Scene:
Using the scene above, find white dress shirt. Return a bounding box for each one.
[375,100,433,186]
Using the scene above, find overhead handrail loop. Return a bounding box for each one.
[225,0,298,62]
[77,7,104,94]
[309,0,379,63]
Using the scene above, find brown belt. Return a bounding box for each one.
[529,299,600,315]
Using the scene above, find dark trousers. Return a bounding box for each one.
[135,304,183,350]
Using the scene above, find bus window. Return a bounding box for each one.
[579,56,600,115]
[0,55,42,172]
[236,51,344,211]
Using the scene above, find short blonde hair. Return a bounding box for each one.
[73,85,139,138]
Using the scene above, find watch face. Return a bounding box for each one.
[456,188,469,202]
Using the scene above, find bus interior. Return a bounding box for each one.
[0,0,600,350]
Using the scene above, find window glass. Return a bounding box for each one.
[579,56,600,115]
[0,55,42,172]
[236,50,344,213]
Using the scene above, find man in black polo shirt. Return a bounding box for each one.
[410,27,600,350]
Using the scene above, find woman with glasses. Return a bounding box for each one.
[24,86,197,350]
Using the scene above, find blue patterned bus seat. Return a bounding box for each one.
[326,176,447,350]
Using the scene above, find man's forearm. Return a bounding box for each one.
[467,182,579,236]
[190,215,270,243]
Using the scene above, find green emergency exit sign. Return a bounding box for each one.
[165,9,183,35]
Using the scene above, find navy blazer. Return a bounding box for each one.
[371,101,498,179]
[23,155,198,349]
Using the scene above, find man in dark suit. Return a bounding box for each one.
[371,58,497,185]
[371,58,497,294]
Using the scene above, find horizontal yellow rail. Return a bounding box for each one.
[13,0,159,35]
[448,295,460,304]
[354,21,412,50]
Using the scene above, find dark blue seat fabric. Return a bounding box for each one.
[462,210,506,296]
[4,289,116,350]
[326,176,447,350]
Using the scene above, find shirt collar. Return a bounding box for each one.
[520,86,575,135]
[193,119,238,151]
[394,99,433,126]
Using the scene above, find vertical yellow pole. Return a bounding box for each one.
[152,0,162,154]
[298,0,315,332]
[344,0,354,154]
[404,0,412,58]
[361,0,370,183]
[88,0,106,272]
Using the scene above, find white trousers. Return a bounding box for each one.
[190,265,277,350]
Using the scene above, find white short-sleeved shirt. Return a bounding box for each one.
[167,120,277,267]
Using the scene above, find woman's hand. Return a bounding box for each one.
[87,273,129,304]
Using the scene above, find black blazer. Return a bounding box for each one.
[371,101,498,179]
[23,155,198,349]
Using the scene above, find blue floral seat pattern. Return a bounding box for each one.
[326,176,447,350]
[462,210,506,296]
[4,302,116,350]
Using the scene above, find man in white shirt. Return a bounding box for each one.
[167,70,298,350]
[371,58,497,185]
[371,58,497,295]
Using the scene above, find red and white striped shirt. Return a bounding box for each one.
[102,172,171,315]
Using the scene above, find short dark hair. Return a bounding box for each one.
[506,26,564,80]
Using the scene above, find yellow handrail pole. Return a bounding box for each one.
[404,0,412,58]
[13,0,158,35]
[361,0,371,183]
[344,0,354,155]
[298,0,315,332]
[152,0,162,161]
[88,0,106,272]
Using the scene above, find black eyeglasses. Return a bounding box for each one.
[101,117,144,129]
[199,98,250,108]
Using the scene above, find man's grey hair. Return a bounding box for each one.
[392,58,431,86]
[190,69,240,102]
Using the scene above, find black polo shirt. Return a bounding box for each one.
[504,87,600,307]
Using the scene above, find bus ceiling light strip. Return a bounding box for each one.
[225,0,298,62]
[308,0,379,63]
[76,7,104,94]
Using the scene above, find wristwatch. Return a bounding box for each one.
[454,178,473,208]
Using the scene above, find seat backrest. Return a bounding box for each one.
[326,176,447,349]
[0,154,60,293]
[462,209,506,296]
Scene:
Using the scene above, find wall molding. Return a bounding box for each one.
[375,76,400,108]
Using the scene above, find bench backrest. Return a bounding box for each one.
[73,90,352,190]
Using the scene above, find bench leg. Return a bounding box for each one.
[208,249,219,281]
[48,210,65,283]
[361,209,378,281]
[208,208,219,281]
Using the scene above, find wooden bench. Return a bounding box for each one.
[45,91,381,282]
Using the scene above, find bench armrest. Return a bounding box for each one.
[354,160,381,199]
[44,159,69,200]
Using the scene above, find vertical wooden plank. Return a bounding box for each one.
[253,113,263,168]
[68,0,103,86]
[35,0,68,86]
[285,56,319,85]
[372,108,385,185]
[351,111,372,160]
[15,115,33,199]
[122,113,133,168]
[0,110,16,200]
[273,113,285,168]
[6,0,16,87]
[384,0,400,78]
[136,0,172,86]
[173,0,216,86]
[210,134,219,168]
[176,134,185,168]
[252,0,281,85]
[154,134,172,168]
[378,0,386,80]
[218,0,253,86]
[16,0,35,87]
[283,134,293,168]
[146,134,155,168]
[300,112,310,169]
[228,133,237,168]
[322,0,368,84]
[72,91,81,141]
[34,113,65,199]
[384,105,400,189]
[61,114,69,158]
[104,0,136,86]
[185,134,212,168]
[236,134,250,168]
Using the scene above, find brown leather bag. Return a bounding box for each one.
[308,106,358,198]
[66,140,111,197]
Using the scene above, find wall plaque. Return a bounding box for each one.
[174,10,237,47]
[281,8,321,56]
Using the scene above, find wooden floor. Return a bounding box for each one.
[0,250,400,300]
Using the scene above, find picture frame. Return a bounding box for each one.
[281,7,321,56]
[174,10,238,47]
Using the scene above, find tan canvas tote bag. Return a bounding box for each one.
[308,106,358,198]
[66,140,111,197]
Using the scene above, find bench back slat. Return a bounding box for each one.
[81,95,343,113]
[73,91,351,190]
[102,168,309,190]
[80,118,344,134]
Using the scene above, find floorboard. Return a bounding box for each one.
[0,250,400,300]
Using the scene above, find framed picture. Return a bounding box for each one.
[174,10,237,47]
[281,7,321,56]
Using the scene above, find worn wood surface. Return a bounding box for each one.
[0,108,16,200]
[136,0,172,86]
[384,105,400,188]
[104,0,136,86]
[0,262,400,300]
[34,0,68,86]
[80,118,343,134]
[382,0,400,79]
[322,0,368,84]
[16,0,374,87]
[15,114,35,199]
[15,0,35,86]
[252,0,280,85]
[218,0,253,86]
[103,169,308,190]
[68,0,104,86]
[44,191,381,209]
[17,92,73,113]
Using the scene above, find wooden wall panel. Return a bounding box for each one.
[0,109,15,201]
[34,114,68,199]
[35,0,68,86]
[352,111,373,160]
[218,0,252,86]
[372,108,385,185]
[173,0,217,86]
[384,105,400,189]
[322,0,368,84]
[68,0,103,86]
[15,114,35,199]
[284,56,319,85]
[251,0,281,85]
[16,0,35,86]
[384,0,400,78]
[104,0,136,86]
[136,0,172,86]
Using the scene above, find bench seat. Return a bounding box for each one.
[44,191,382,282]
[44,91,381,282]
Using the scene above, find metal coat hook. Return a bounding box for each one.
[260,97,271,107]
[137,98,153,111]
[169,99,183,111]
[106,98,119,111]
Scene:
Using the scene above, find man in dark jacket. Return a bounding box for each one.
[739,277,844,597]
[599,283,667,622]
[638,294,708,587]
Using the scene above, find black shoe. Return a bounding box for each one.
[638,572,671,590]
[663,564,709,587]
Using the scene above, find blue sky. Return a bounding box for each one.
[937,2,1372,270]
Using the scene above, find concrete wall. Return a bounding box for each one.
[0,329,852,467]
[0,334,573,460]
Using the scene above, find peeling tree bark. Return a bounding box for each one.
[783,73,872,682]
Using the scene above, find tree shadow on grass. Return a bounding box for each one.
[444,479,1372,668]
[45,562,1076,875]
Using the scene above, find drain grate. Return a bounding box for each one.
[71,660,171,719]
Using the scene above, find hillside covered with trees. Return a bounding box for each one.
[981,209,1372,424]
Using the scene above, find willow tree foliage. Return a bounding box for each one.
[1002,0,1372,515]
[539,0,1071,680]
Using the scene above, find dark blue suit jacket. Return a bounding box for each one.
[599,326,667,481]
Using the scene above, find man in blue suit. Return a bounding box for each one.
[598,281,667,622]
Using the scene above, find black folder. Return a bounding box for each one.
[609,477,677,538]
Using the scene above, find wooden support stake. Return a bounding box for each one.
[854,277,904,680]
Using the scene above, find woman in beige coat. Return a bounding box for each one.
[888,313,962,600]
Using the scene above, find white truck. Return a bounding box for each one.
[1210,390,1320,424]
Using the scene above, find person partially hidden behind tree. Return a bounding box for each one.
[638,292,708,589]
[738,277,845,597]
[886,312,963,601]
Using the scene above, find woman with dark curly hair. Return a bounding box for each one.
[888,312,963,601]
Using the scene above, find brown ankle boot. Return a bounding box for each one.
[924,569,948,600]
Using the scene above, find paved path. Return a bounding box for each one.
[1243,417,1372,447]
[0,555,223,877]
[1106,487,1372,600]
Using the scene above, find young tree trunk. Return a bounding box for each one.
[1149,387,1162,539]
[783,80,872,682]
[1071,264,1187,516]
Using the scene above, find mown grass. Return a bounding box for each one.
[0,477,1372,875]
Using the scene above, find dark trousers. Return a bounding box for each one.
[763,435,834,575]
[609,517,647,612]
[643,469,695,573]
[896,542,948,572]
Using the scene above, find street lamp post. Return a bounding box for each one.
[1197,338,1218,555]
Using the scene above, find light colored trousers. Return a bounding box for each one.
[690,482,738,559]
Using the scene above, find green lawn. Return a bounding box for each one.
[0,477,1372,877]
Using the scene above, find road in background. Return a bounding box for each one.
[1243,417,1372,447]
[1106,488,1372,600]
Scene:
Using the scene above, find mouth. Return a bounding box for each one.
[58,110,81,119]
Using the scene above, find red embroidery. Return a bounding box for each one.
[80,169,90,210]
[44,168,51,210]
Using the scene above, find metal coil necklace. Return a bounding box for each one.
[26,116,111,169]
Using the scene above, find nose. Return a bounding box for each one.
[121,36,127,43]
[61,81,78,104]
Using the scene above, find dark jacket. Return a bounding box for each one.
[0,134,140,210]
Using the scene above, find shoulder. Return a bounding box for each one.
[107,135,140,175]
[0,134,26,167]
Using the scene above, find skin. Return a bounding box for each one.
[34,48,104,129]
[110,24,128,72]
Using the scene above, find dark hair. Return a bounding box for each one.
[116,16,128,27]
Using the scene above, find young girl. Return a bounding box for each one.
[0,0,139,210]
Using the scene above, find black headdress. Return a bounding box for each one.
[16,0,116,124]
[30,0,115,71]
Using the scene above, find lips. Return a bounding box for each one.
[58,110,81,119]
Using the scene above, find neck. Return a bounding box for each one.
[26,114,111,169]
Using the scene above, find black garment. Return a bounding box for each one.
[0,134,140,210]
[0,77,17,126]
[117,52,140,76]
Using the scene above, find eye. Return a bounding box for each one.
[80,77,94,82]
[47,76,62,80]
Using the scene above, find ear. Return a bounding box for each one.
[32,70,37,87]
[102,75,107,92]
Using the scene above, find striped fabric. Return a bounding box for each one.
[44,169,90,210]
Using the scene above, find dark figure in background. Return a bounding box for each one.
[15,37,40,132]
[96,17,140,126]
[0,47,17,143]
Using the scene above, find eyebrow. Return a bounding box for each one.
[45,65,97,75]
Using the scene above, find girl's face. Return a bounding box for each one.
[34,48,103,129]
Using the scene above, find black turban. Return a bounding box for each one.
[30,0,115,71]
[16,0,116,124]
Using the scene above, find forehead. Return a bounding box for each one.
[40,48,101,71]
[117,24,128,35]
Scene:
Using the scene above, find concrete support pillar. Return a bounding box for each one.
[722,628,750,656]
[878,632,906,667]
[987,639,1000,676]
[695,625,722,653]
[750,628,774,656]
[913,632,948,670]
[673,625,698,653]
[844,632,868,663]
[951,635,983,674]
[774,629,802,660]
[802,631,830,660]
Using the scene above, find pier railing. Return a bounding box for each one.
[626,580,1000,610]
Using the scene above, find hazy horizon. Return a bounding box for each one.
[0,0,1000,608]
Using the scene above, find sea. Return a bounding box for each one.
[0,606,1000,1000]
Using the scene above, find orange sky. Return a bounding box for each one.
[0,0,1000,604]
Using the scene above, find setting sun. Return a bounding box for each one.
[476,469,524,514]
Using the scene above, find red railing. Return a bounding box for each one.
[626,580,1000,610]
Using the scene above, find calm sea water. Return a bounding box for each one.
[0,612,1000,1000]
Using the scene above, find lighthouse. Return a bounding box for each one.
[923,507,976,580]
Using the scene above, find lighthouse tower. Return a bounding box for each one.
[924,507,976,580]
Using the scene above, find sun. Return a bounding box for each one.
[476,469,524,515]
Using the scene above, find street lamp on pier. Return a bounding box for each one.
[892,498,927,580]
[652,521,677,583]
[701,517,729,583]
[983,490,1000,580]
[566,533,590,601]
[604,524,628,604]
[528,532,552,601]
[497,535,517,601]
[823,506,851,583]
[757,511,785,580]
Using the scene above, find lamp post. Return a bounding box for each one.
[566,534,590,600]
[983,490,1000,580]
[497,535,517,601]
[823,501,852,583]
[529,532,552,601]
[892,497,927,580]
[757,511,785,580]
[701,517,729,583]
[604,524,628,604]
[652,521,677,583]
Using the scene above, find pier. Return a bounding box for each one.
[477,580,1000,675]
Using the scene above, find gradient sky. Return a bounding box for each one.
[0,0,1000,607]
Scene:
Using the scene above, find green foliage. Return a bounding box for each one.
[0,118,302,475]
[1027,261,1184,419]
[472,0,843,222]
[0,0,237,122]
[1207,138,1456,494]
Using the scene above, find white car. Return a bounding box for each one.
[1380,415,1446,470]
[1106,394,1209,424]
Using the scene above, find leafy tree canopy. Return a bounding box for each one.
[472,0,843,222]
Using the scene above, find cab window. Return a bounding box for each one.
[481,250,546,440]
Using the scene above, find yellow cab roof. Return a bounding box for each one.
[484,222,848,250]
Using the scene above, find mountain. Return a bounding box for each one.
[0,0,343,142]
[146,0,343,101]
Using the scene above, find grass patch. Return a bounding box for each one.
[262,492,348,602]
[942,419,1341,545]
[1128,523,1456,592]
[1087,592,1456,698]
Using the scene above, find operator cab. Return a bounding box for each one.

### PROBLEM TO SOLVE
Reproduce the listing without alteration, from its first line up to and including the line containing "[456,188,469,202]".

### RESULT
Scene:
Using the scene above, find white dress shirt. Return a bounding box for each one.
[375,100,433,186]
Using the scene above, find overhead handrail loop. Return a bounding box for each one.
[225,0,298,62]
[77,7,104,94]
[309,0,379,63]
Using the scene above, find brown belt. Return a bounding box for each one.
[529,299,600,315]
Using the scene above, find dark trousers. Return a bounding box for each one.
[135,304,183,350]
Using the scene above, find bus window. Return a bounding box for each one.
[579,56,600,115]
[0,55,42,172]
[236,51,344,211]
Using the scene above, find short blonde hair. Return a bounding box for each one.
[73,85,139,138]
Using the scene above, find watch face. Return a bounding box for each one.
[456,188,469,202]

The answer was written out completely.